#### Brano estratto
La peste più conosciuta, perché ancora letta nelle scuole di buona volontà, è certamente quella di Milano descritta da Manzoni nei Promessi sposi. L’autore la colloca quasi alla fine del suo romanzo, tappa fondamentale nelle complesse vicenda dei personaggi. La descrizione è dolente, disperata a tratti, ma la Provvidenza la percorre come un’ala salvifica che manterrà le sue promesse nel bene e nel male che non è solo punizione, ma riscatto e assoluzione e non crea scetticismo e odio, ma voglia di collaborazione e di aiuto, di solidarietà e di sostegno reciproco.

Non si può dimenticare la più affascinante delle descrizioni di un’epidemia, chiamata peste solo allegoricamente, per la rapidità di diffusione del contagio. Chi ha letto il capolavoro di Gabriel Garcia Marquez, lo scrittore colombiano che negli anni Sessanta compose la maggior pare dei suoi splendidi libri, la peste di Cent’anni di solitudine è ben diversa. I suoi effetti non sono quelli terribili descritti da Manzoni o da Virgilio, ma una sorta di metamorfosi che rendeva l’uomo altro da sé e dal mondo, perduto in un oblio dove era impossibile riconoscere e riconoscersi in quanto lo circondava. Perduto nella nebbia, l’uomo deve catalogare gli oggetti finchè è ancora in tempo, segnandone i nomi e l’uso: è indimenticabile il cartellino apposto alla mucca, "da mungere per fare il latte col quale fare il caffelatte".

Molte malattie epidemiche, ritenute debellate per effetto dei vaccini e dei ritrovati della medicina contemporanea, ogni tanto ritornano. Gli effetti sulla popolazione sono di vario tipo, e l’isolamento, l’allontanamento dai luoghi affollati, la paura del contagio non sono diversi da quelli dei tempi passati. Convivono nella popolazione lo scetticismo, la paura, il bisogno di aiuto e il rifiuto dei contatti, e anche una certa "superstizione" molto contemporanea: che il male non sia stato mandato dall’alto a punire l’uomo, ma che sia stato diffuso  perché la popolazione ricorra ai rimedi, tra i quali eccelle la "vaccinazione". Quanto sia in alto questo mandante non si sa. Non ci permettiamo commenti, ma si vocifera in certi ambienti che l’altezza dipenda dal piano dei grandi edifici dove hanno sede le più importanti case farmaceutiche della nostra spesso incivile civiltà.
########
#### Voci elencate
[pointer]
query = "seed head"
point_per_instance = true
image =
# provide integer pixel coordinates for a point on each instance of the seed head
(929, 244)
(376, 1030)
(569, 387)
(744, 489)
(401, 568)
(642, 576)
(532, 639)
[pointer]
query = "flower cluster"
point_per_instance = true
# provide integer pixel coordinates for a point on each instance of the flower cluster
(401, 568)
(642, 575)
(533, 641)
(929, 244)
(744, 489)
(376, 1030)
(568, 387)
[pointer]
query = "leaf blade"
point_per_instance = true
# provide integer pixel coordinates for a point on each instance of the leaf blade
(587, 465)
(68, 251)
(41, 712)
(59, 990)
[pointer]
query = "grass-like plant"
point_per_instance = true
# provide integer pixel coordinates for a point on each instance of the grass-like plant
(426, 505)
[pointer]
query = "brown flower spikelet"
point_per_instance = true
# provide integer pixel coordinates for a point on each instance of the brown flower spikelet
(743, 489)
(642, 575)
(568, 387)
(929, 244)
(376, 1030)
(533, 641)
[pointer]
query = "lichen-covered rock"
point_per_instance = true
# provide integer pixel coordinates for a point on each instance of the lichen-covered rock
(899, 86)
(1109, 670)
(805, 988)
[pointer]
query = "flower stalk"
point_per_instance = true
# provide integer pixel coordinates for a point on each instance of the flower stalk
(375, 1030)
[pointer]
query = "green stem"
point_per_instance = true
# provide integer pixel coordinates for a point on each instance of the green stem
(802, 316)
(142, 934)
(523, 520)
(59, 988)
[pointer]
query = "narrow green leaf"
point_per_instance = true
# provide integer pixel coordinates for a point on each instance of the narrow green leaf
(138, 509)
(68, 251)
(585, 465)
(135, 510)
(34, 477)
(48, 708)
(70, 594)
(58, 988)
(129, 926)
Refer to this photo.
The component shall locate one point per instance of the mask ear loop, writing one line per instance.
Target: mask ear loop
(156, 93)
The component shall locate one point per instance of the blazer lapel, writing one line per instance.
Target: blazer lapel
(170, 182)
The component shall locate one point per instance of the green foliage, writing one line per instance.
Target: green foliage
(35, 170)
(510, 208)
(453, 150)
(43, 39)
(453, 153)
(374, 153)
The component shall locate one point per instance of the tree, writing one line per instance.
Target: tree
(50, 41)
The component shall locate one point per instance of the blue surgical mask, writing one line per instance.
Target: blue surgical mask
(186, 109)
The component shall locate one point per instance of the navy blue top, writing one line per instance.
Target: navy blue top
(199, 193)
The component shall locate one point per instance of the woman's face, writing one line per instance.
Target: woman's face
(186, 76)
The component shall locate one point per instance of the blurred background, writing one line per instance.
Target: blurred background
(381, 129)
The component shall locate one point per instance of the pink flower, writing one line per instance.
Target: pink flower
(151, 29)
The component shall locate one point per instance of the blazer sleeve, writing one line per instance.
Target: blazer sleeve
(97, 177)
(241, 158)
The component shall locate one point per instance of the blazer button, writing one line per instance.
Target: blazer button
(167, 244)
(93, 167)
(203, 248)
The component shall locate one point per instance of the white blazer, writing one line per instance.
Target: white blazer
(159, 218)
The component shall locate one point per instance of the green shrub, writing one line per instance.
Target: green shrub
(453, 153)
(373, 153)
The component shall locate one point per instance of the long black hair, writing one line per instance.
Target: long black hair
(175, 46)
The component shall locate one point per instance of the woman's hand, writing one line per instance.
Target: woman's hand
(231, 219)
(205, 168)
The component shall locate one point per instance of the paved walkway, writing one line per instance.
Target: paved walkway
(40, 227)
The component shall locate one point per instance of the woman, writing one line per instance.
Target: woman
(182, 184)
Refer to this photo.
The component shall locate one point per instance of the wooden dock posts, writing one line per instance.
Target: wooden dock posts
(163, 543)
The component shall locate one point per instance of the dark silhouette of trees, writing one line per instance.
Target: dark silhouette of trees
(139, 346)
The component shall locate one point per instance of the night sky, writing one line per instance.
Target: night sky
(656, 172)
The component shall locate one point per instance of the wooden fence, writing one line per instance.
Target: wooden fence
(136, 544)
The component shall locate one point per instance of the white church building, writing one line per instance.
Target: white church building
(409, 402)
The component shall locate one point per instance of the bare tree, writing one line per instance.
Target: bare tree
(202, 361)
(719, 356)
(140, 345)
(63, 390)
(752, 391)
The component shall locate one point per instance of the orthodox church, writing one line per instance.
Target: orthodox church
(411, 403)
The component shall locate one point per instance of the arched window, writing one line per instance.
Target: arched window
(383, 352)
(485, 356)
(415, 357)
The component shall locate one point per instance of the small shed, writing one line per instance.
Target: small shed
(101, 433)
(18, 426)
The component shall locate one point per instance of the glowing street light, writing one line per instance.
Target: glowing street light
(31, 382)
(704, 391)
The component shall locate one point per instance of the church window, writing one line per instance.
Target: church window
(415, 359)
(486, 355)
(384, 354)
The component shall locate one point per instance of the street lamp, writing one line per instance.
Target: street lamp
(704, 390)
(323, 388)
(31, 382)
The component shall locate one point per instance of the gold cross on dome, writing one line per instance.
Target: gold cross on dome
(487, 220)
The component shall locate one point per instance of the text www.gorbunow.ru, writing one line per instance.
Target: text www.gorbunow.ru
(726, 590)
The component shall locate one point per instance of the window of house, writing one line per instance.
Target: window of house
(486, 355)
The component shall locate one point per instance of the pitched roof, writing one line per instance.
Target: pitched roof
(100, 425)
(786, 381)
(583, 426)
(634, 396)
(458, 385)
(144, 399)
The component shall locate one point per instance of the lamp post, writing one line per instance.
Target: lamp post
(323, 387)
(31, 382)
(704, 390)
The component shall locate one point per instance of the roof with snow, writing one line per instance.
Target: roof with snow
########
__Consegne dell'esercizio__.
**1.** Nel brano sulle epidemie, in quale romanzo Manzoni descrive la peste di Milano?
**2.** Riscrivi in forma di elenco puntato il paragrafo del brano sulle epidemie che inizia con "Molte malattie epidemiche", mantenendo i fatti principali.
**3.** Ricopia senza modifiche dal brano sulle epidemie il passo che comincia con "La peste più" e termina con "di sostegno reciproco.".

__Risposte alle consegne__.
**1.** Nei Promessi sposi.

**2.**
- Molte malattie epidemiche, ritenute debellate grazie ai vaccini e alla medicina contemporanea, ogni tanto ritornano.
- Gli effetti sulla popolazione sono vari. Isolamento, allontanamento dai luoghi affollati e paura del contagio non differiscono da quelli del passato.
- Nella popolazione convivono scetticismo, paura, bisogno di aiuto e rifiuto dei contatti.
- C'è anche una "superstizione" contemporanea: il male non sarebbe mandato dall'alto per punire l'uomo, ma diffuso perché la popolazione ricorra ai rimedi, soprattutto alla "vaccinazione".
- Non si sa quanto sia in alto il mandante. In certi ambienti si vocifera che l'altezza dipenda dal piano dei grandi edifici delle più importanti case farmaceutiche.

**3.**
La peste più conosciuta, perché ancora letta nelle scuole di buona volontà, è certamente quella di Milano descritta da Manzoni nei Promessi sposi. L’autore la colloca quasi alla fine del suo romanzo, tappa fondamentale nelle complesse vicenda dei personaggi. La descrizione è dolente, disperata a tratti, ma la Provvidenza la percorre come un’ala salvifica che manterrà le sue promesse nel bene e nel male che non è solo punizione, ma riscatto e assoluzione e non crea scetticismo e odio, ma voglia di collaborazione e di aiuto, di solidarietà e di sostegno reciproco.